++++ Extrait du document
Mystère à Bose.  Inspecteurs du pape au monastère du fr. Enzo Bianchi

Depuis plus de trois mois, à Bose dans le Piémont, la région même d’où les grands-parents et le père de Jorge Mario Bergoglio ont émigré, une visite d’inspection ordonnée par le Pape François sur « ce qui concerne l’exercice de l’autorité » se déroule dans le célèbre monastère fondé en 1968 par le fr. Enzo Bianchi – et où ce dernier réside toujours à l’heure actuelle – avec celui qui est son successeur et prieur depuis 2017, le fr. Luciano Manicardi.

La nouvelle de cette inspection a été donnée en décembre par le site officiel du monastère.  Mais depuis lors, plus rien ne filtre sur l’avancement de l’enquête.
++++++++
Objectif —
Rédigez la suite du texte sur l'inspection ordonnée par le pape au monastère de Bose, en commençant juste après sa dernière phrase.
++++ Données fournies
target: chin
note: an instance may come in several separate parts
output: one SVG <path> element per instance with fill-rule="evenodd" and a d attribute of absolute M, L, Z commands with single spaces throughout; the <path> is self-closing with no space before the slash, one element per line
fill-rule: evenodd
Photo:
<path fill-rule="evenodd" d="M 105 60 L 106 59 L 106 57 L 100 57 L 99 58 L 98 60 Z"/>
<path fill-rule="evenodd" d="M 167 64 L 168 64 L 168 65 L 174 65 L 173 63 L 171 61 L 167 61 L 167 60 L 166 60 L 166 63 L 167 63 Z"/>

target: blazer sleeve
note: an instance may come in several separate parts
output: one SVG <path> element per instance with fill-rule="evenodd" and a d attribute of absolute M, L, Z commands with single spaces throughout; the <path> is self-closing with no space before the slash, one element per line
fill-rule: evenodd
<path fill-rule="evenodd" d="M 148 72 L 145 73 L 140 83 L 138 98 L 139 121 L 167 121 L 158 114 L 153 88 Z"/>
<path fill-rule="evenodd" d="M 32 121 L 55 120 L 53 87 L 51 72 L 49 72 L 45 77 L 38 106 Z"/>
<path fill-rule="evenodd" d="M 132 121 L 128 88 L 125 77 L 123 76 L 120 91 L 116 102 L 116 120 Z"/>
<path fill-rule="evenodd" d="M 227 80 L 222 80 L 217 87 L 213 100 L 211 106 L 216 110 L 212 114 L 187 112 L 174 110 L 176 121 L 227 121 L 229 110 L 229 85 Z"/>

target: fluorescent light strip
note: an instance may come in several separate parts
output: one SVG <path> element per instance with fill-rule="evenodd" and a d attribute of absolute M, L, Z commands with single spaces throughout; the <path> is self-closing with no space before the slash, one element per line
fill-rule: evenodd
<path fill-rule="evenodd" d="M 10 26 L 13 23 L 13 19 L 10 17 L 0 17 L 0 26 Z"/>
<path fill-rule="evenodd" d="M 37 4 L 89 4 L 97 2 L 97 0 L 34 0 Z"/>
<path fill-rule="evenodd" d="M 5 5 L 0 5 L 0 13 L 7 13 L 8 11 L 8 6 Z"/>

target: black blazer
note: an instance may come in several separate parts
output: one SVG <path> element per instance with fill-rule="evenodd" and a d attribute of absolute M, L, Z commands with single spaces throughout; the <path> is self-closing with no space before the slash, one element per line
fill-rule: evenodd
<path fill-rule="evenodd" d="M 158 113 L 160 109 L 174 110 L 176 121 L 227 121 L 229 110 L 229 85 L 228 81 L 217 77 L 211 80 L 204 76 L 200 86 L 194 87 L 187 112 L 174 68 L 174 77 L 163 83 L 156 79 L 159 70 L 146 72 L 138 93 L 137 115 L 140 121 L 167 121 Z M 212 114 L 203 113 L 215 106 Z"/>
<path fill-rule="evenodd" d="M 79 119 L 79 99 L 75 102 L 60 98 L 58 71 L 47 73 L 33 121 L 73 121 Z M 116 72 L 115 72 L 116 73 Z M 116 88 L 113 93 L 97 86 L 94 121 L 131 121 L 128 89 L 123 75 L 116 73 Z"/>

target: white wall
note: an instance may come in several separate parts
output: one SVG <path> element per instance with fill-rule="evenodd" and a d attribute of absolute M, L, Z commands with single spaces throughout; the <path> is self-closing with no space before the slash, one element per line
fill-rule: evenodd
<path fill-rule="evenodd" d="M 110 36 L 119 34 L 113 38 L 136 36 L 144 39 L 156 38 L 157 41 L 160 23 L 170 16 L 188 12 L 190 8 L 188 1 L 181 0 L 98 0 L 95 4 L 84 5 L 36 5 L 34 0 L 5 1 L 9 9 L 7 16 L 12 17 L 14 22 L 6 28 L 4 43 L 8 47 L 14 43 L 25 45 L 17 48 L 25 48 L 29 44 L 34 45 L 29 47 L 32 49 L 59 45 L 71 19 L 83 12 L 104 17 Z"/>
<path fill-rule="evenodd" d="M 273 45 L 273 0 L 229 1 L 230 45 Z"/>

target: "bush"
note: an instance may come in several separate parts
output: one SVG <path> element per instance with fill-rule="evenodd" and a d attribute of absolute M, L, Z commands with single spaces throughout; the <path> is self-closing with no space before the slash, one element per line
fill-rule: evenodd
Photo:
++++++++
Résultat obtenu —
Le seul article qui a levé un coin du voile sur les raisons qui ont motivé une telle inspection a été publié le 9 janvier 2020 dans le journal en ligne du diocèse de Bergame et signé par son directeur, Mgr Alberto Carrara.  Mais il a été supprimé depuis peu, sans explication.

Quoi qu’il en soit, nous reproduisons cet article-fantôme ci-dessous.  Il fait état de tensions entre le fondateur et son successeur qui auraient pu être l’une des raisons présumées – mais non la seule – justifiant l’envoi de trois « visiteurs apostoliques » dont il dresse le portrait.

Le Fr. Enzo Bianchi est un simple moine qui n’a pas reçu les ordres sacrés, comme la quasi-totalité des quelques quatre-vingt membres – hommes et femmes – de sa communauté monastique dont la maison-mère est située à Bose mais qui a essaimé à Jérusalem, Assise, Ostuni, Cellole di San Gimignano et Civitella San Paolo.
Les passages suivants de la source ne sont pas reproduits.